- What you will do:
Scan the records below and report how many lines contain the word "seated", giving the number by itself.

- Exercise data:
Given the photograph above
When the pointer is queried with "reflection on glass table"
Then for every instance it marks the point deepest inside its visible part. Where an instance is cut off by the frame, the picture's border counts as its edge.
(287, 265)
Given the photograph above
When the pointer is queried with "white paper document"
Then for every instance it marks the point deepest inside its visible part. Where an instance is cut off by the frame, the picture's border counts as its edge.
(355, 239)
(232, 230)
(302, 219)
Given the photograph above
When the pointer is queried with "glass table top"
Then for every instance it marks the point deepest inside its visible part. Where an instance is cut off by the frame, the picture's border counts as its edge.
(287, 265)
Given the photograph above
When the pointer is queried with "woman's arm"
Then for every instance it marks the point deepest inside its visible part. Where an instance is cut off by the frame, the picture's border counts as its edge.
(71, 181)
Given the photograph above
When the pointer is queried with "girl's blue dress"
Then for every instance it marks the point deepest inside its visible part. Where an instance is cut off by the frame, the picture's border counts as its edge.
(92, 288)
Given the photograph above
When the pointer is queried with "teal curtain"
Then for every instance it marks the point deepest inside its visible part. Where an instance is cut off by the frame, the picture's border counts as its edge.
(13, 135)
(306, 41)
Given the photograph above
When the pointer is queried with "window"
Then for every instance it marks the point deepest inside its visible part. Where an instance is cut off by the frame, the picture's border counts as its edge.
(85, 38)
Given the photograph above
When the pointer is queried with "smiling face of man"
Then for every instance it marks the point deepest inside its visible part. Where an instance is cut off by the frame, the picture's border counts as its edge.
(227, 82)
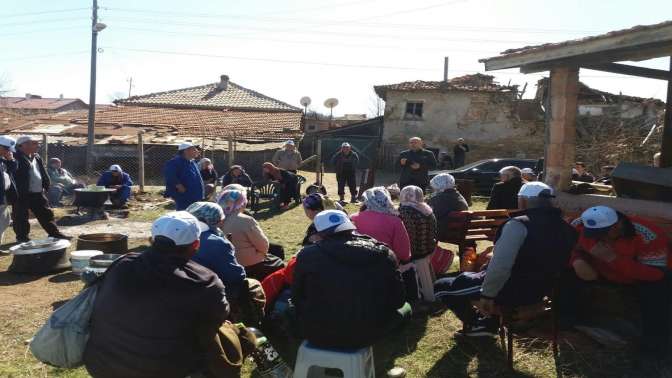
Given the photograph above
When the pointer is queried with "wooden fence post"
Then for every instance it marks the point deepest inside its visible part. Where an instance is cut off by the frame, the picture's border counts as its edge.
(141, 162)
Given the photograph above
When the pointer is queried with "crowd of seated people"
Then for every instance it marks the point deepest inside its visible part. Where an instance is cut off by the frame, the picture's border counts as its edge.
(355, 278)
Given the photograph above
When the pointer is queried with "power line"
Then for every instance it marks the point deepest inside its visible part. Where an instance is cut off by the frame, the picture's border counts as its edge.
(8, 15)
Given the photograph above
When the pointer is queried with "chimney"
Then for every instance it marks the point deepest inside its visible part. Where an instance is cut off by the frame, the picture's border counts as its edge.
(223, 82)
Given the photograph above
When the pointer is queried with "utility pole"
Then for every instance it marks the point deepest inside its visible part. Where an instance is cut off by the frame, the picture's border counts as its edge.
(130, 85)
(95, 28)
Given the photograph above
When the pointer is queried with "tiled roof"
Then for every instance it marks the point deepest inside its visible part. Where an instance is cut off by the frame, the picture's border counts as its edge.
(34, 103)
(204, 123)
(210, 96)
(471, 83)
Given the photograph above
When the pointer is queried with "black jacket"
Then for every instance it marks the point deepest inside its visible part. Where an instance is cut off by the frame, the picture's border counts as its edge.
(504, 195)
(7, 196)
(148, 315)
(418, 177)
(346, 289)
(544, 254)
(22, 174)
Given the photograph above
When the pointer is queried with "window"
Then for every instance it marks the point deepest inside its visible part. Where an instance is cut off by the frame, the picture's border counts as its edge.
(413, 110)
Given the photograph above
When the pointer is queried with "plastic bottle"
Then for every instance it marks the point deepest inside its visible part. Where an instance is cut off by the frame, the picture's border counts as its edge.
(268, 361)
(469, 258)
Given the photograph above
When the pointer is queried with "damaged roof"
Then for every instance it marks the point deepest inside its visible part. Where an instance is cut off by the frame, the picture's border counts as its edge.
(471, 83)
(223, 95)
(637, 43)
(37, 103)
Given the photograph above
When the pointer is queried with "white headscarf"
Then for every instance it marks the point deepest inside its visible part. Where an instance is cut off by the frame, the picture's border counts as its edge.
(414, 197)
(378, 199)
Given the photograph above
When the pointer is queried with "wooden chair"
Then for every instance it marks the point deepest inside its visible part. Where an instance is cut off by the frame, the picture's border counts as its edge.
(263, 191)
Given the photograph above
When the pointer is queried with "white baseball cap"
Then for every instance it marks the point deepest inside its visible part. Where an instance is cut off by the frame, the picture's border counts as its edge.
(536, 189)
(179, 226)
(26, 138)
(8, 142)
(597, 220)
(185, 145)
(333, 221)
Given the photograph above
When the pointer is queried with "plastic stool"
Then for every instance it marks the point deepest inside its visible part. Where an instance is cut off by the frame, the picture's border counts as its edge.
(426, 278)
(353, 363)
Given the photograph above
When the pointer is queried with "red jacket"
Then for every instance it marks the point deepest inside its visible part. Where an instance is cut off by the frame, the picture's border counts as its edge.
(277, 281)
(636, 257)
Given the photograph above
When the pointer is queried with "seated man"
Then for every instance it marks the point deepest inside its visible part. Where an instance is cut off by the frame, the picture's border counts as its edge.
(153, 310)
(504, 194)
(530, 251)
(62, 182)
(347, 289)
(117, 179)
(625, 250)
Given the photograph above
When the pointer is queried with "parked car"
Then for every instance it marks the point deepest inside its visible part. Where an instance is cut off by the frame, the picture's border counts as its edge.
(485, 173)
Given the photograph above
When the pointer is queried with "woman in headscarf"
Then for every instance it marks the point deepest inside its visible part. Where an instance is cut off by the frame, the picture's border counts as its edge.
(209, 176)
(420, 223)
(445, 200)
(379, 219)
(287, 181)
(250, 242)
(237, 175)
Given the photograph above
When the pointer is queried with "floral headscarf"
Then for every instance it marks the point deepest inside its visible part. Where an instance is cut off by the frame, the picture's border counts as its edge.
(414, 197)
(232, 201)
(378, 199)
(207, 212)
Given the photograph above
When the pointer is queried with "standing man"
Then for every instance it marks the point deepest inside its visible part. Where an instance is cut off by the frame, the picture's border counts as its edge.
(345, 160)
(32, 181)
(183, 178)
(288, 158)
(7, 187)
(460, 152)
(415, 164)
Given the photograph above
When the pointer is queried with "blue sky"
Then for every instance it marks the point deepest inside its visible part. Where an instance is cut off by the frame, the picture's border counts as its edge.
(290, 49)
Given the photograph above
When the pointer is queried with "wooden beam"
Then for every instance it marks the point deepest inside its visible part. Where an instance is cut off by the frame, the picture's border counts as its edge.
(561, 133)
(666, 145)
(636, 53)
(625, 69)
(661, 33)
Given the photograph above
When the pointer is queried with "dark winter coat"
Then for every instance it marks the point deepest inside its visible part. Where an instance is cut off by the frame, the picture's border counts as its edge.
(346, 289)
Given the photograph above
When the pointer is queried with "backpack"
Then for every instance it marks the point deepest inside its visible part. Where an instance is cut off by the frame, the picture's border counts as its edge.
(62, 339)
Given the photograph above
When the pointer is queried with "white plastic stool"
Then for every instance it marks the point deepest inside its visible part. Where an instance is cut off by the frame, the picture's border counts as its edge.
(426, 277)
(355, 364)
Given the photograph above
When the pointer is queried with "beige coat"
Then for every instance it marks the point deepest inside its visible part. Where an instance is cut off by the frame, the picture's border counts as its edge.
(290, 160)
(247, 237)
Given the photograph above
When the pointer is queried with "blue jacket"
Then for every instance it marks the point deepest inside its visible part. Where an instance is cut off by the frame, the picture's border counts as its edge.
(179, 170)
(217, 254)
(7, 196)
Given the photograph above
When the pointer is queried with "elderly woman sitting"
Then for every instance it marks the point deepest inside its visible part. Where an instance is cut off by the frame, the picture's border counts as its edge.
(62, 182)
(250, 242)
(116, 178)
(420, 223)
(445, 200)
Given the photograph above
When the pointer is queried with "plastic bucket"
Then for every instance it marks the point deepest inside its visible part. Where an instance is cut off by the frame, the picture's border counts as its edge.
(80, 259)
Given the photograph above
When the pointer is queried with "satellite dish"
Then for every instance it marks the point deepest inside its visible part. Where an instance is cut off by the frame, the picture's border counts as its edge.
(330, 103)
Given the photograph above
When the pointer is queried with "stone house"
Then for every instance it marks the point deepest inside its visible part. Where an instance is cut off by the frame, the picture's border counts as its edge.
(491, 117)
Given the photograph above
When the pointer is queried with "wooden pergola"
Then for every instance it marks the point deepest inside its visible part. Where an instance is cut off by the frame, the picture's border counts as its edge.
(604, 52)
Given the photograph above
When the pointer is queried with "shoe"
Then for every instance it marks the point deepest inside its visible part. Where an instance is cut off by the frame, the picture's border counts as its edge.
(483, 327)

- Solution for this problem:
2